Provided data >>

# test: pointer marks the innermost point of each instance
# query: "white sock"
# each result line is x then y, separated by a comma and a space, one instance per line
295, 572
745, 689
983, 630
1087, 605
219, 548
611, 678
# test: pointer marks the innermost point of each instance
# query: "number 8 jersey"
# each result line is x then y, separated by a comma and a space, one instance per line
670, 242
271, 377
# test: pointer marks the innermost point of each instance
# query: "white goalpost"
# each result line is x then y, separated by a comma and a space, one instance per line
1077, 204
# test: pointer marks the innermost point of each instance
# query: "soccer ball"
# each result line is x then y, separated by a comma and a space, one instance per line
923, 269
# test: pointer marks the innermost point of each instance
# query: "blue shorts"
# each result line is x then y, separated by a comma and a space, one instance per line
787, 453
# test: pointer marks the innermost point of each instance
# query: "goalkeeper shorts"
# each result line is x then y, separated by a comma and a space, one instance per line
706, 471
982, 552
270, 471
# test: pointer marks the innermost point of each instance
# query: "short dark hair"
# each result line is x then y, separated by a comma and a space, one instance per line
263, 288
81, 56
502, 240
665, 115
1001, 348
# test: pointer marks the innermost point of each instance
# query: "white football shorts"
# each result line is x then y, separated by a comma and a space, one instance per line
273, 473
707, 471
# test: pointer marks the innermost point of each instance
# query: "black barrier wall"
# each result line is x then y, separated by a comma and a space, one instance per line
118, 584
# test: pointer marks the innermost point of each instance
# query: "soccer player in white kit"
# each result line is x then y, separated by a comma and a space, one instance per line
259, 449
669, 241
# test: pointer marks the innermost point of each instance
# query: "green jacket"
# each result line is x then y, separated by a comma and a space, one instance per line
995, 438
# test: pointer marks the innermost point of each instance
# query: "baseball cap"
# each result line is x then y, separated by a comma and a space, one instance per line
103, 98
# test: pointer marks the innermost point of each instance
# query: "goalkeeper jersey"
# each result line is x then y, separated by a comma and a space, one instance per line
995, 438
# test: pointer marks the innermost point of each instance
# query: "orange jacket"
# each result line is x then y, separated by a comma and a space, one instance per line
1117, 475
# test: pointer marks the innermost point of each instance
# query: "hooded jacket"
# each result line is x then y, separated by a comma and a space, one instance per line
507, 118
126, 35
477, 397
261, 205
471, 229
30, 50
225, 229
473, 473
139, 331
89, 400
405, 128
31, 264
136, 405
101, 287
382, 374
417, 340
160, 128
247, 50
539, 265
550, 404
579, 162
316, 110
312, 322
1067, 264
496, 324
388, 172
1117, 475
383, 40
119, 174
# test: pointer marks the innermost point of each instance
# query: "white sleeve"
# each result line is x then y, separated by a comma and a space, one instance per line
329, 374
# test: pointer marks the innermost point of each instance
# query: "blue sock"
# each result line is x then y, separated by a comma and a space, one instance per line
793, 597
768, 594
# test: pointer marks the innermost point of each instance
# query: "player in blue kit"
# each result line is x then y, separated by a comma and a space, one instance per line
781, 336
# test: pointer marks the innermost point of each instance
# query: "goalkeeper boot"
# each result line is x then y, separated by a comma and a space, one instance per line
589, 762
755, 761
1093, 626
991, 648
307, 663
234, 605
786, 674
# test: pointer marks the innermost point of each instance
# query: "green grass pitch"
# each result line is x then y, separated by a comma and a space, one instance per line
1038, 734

--

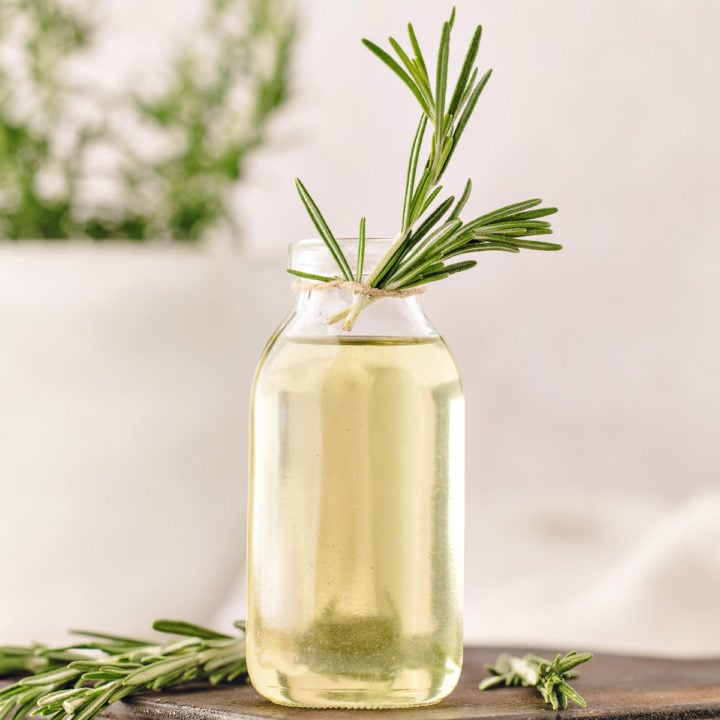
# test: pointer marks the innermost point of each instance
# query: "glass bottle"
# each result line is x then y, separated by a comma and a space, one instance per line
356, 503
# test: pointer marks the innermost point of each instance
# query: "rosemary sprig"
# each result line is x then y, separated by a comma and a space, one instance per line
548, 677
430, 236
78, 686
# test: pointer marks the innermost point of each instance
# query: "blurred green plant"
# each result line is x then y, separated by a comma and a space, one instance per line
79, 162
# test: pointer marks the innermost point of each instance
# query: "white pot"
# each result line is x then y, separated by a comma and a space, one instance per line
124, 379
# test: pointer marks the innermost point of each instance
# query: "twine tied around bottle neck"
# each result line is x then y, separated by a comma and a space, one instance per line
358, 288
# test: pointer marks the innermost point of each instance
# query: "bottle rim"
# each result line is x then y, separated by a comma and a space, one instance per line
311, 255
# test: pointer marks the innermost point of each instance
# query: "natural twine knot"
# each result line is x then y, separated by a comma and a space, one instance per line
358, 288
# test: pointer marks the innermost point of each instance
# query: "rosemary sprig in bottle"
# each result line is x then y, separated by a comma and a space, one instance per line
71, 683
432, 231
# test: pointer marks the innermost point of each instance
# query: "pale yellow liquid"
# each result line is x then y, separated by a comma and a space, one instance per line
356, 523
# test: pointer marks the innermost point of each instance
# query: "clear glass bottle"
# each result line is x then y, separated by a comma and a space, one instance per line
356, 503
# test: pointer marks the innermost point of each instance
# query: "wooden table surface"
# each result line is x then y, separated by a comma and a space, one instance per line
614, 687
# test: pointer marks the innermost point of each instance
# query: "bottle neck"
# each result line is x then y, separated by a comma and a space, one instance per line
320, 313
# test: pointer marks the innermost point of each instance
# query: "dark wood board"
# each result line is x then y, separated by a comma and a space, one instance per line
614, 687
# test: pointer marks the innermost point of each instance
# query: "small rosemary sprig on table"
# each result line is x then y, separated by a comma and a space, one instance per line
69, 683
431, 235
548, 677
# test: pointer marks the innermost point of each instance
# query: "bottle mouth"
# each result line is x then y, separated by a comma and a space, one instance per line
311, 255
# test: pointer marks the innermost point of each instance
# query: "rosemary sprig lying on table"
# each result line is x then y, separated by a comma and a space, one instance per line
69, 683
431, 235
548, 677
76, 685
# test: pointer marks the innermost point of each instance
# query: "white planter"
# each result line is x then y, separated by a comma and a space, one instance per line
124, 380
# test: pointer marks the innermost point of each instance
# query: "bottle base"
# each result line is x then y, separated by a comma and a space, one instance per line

==

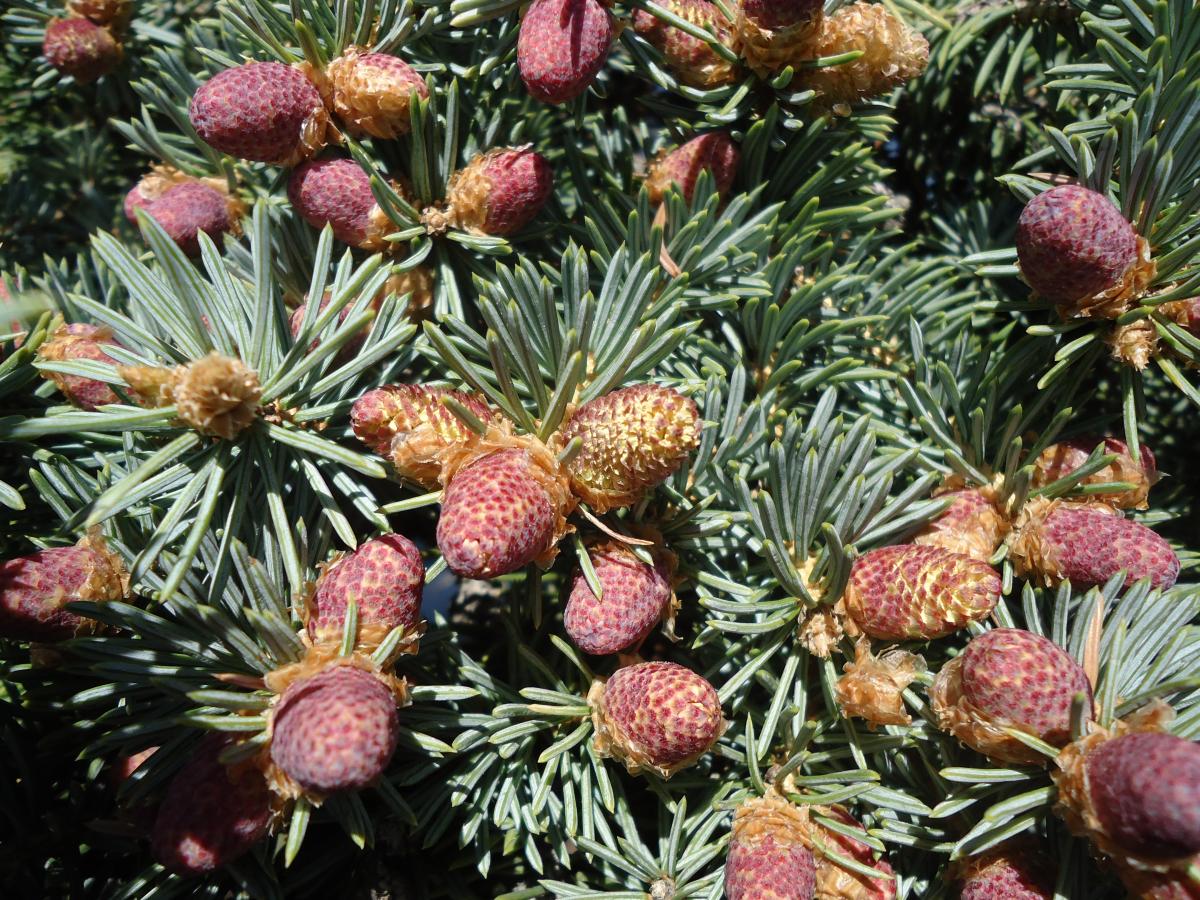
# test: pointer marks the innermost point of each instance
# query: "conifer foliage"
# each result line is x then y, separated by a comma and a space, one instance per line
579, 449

Exercise requirements >> Going through the entries above, count the lines that include "table" and state only the result.

Written response >> 3